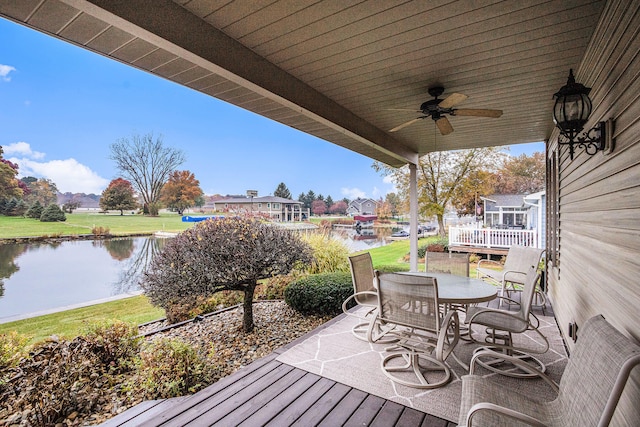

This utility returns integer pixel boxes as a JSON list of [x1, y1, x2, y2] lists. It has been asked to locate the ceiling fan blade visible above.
[[389, 116, 426, 132], [384, 108, 422, 113], [436, 116, 453, 135], [438, 93, 468, 108], [451, 108, 502, 118]]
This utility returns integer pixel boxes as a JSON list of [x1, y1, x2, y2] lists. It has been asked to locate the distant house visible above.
[[347, 197, 378, 216], [210, 196, 309, 222], [482, 191, 546, 247]]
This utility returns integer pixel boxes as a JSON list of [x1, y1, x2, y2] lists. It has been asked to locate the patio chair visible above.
[[342, 252, 396, 344], [465, 265, 549, 378], [424, 251, 469, 277], [375, 271, 458, 389], [459, 315, 640, 427], [476, 245, 546, 306]]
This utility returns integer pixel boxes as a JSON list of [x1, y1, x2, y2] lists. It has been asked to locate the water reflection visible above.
[[331, 227, 393, 252], [0, 237, 164, 321], [109, 239, 167, 294]]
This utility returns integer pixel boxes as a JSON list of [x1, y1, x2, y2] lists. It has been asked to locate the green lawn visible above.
[[0, 213, 196, 239], [0, 295, 164, 343], [0, 217, 475, 343]]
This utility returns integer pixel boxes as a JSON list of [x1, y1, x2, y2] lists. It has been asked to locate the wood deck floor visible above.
[[102, 292, 553, 427], [103, 353, 455, 427]]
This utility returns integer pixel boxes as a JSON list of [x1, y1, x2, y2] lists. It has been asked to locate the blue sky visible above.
[[0, 18, 544, 200]]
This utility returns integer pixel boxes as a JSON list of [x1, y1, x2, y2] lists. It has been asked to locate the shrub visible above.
[[40, 203, 67, 222], [302, 233, 349, 274], [140, 217, 312, 332], [84, 320, 140, 370], [91, 226, 109, 236], [26, 200, 44, 219], [255, 271, 302, 300], [138, 338, 213, 399], [0, 331, 29, 372], [284, 272, 355, 316]]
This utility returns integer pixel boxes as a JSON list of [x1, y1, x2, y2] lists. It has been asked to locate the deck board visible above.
[[318, 388, 368, 427], [265, 374, 335, 427]]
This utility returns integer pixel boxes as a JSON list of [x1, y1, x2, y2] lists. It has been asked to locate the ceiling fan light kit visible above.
[[389, 86, 502, 135]]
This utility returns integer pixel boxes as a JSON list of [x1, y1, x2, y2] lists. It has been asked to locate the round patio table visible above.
[[403, 272, 498, 305]]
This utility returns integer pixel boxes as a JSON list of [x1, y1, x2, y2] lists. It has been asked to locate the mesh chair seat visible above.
[[465, 264, 549, 378], [375, 271, 459, 389], [459, 315, 640, 427], [476, 245, 546, 306], [342, 252, 397, 343]]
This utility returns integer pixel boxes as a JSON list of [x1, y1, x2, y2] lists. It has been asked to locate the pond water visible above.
[[0, 227, 394, 323], [0, 237, 165, 322]]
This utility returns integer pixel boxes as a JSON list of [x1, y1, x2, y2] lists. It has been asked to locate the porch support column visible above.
[[409, 163, 418, 271]]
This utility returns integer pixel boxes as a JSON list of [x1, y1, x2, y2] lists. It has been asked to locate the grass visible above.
[[0, 213, 196, 239], [0, 295, 164, 344], [0, 217, 475, 343]]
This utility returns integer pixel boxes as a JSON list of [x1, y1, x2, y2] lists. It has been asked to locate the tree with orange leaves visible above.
[[160, 170, 203, 215]]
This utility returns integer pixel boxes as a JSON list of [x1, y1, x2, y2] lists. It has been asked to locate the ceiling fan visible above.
[[389, 86, 502, 135]]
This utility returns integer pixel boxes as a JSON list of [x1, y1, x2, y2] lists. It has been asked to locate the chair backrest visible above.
[[504, 245, 544, 273], [375, 271, 440, 333], [520, 264, 542, 320], [424, 251, 470, 277], [558, 315, 640, 426], [349, 252, 375, 304]]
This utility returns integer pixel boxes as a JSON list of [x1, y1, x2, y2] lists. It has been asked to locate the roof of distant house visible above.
[[210, 196, 302, 205], [482, 194, 526, 207]]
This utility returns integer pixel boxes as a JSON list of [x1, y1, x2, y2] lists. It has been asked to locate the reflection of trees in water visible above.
[[103, 238, 134, 261], [0, 243, 29, 297], [113, 237, 166, 295]]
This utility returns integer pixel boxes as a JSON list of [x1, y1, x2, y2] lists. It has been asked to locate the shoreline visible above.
[[0, 291, 143, 325]]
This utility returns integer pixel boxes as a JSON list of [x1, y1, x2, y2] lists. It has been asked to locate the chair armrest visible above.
[[465, 402, 545, 427], [477, 259, 502, 268], [469, 350, 560, 394], [342, 291, 378, 314], [464, 296, 524, 326]]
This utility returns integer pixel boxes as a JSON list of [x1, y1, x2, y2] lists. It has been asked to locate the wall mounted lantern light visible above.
[[553, 70, 613, 160]]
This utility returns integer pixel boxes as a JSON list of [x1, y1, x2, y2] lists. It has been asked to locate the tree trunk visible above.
[[436, 214, 447, 238], [242, 283, 256, 334]]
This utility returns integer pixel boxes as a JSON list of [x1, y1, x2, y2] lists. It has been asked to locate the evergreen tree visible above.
[[26, 200, 44, 219], [324, 196, 333, 209], [273, 182, 291, 199]]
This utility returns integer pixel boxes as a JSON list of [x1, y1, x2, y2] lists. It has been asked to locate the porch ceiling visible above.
[[0, 0, 604, 166]]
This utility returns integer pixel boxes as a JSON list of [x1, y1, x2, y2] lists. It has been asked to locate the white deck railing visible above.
[[449, 227, 540, 248]]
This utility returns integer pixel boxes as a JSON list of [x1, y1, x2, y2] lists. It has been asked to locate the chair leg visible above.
[[474, 328, 548, 378], [382, 351, 451, 389]]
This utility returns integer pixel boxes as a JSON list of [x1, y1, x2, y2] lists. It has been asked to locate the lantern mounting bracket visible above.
[[558, 119, 613, 160]]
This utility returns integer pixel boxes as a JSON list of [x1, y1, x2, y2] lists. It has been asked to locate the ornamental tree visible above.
[[161, 170, 203, 215], [140, 217, 312, 332], [100, 178, 138, 215], [110, 134, 185, 216]]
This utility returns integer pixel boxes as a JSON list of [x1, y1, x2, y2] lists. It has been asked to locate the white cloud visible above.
[[11, 158, 109, 194], [2, 142, 45, 159], [2, 142, 109, 194], [0, 64, 16, 82], [340, 187, 367, 200]]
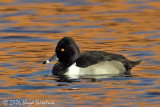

# What is asked
Put the lines above, from the line with "seat visible above." through the line with "344], [0, 217, 475, 343]]", into a JSON list of strings, one string per line and none for blank lines.

# Solution to this problem
[
  "This utility returns integer pixel boxes as a JSON list of [x1, y1, x2, y2] lists. It has been asked to locate the mesh chair seat visible above.",
  "[[465, 264, 549, 378], [375, 271, 459, 389], [459, 315, 640, 427], [476, 245, 546, 306], [342, 252, 397, 343]]",
  "This utility returns integer pixel boxes as a JSON list of [x1, y1, x2, y2] lists. It has been asked to locate the pond water visible above.",
  "[[0, 227, 394, 323], [0, 237, 165, 322]]",
  "This utility returns integer pixel boxes as a JSON list of [x1, y1, x2, y2] lists. It has been asked to locate the porch support column visible above.",
  "[[409, 163, 418, 271]]",
  "This utility returns integer pixel boxes as a JSON list of [x1, y1, x2, y2] lists. It has been asked to locate the grass visible above.",
  "[[0, 213, 196, 239], [0, 295, 164, 344], [0, 217, 475, 343]]"
]